== THE TASK ==
All lines from the one with "box: [34, 314, 643, 363]" through the final line of the records below must be written out exactly, with no other text.

********

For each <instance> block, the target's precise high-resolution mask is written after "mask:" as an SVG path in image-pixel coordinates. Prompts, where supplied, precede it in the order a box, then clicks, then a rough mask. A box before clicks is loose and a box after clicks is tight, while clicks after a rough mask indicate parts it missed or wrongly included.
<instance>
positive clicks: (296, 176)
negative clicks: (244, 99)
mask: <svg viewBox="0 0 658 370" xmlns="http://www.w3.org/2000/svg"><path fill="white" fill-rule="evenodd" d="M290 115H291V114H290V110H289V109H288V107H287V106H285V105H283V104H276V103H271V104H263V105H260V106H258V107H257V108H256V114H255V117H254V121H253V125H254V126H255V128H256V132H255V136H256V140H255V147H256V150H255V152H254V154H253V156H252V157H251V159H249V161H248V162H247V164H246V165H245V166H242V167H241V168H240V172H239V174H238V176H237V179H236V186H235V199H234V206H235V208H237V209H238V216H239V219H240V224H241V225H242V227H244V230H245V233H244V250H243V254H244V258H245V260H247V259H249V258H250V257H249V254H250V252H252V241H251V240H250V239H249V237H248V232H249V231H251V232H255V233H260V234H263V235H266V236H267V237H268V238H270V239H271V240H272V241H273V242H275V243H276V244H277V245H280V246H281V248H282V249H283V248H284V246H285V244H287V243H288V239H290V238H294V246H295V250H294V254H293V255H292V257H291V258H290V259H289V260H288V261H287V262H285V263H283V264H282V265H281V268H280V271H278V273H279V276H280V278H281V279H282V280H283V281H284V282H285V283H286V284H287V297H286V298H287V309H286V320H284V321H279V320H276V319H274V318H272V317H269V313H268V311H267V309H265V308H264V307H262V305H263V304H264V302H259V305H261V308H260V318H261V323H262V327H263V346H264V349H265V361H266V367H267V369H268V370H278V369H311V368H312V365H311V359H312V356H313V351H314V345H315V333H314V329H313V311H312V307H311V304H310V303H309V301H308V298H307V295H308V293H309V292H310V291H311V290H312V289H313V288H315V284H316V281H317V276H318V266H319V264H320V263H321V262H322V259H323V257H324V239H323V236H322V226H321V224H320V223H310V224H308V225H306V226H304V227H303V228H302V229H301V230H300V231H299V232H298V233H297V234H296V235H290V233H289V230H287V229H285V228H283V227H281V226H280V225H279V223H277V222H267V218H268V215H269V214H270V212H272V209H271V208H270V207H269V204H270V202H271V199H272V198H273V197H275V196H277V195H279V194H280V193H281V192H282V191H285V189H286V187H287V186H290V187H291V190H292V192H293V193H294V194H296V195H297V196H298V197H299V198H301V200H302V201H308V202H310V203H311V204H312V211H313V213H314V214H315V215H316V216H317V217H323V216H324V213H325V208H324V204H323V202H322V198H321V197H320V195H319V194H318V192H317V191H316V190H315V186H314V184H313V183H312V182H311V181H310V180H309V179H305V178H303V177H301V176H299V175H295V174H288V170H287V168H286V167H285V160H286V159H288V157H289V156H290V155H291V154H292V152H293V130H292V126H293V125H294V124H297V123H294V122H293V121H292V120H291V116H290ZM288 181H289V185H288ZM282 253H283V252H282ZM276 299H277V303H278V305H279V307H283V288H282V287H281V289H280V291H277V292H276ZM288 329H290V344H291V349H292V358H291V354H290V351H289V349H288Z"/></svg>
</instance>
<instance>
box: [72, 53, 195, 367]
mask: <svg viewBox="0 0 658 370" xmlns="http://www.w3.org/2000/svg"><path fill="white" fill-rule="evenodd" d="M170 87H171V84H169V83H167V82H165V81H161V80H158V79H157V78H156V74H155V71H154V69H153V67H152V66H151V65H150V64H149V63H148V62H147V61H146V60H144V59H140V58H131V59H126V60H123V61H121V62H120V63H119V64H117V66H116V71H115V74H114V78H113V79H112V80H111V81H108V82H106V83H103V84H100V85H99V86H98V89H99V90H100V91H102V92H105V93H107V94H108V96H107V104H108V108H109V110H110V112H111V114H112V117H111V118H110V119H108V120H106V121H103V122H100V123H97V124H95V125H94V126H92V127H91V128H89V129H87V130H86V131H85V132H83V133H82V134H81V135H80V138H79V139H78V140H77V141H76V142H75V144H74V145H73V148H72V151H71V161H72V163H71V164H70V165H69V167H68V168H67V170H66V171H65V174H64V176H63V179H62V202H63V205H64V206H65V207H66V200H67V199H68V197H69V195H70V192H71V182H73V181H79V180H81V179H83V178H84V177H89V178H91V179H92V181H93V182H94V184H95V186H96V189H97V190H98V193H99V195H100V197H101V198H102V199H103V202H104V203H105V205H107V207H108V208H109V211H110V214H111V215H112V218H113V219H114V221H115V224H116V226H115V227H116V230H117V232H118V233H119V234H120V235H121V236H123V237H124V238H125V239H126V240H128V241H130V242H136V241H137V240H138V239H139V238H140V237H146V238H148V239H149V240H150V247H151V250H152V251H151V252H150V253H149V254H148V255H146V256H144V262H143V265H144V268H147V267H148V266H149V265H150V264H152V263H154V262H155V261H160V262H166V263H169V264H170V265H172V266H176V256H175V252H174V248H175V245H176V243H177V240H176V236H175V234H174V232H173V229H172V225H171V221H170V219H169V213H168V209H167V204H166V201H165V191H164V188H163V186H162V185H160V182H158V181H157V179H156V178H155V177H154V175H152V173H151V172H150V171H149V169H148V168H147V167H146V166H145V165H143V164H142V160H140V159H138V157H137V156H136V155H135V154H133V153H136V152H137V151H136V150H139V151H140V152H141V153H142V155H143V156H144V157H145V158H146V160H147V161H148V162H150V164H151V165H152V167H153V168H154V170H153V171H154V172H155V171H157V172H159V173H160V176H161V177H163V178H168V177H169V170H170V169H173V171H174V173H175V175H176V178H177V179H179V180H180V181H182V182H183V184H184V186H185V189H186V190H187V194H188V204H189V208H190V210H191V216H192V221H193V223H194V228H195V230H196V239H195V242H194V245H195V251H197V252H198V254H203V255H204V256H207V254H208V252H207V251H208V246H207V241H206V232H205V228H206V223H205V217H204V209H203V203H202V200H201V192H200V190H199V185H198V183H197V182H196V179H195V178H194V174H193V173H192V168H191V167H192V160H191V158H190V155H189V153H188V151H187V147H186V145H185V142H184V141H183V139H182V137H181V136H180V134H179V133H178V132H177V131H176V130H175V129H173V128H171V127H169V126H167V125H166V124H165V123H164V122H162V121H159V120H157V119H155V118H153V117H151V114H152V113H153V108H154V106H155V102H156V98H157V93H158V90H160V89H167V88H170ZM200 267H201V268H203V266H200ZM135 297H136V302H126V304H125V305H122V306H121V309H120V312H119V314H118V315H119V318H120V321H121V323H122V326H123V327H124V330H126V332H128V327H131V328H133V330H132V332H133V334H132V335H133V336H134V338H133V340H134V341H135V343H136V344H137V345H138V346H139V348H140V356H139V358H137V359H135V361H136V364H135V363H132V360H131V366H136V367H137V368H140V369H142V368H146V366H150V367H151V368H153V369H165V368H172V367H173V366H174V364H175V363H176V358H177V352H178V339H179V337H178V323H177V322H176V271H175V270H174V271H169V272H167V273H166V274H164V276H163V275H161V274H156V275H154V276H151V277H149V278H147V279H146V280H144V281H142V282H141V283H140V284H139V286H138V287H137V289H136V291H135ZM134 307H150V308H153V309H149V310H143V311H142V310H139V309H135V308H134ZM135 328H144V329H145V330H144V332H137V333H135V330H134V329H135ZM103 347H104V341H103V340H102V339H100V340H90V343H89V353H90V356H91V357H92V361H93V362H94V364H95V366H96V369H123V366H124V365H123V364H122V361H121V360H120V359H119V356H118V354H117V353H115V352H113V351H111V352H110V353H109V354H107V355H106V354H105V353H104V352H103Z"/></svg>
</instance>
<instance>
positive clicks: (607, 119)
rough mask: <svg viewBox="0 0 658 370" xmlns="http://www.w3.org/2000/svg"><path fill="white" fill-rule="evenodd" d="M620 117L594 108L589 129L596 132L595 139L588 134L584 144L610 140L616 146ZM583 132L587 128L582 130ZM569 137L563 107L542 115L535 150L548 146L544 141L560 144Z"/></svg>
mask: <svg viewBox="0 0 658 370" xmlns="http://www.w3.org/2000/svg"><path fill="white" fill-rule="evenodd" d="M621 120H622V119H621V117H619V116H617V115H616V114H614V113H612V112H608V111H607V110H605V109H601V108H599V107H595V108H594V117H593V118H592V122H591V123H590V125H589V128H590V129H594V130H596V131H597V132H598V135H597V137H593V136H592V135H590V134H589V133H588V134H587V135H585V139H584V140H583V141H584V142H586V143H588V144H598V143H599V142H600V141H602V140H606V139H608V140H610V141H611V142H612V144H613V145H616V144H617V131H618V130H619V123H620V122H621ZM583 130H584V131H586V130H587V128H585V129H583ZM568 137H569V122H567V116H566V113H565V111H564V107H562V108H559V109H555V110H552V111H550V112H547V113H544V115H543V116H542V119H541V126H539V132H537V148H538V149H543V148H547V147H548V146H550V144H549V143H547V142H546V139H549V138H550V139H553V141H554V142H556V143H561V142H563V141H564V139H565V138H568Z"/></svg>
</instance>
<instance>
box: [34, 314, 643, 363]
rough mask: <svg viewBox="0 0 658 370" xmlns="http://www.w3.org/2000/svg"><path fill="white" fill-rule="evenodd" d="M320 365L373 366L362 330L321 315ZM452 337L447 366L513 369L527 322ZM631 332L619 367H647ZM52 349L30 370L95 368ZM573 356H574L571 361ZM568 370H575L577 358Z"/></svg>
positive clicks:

********

== WRITTEN REPLY ==
box: [34, 314, 643, 363]
rough mask: <svg viewBox="0 0 658 370" xmlns="http://www.w3.org/2000/svg"><path fill="white" fill-rule="evenodd" d="M320 365L373 366L362 330L321 315ZM452 337L447 366L513 369L527 322ZM631 332L619 367H647ZM52 349L30 370L95 368ZM573 356H574L571 361ZM568 370H575L577 358Z"/></svg>
positive clicks:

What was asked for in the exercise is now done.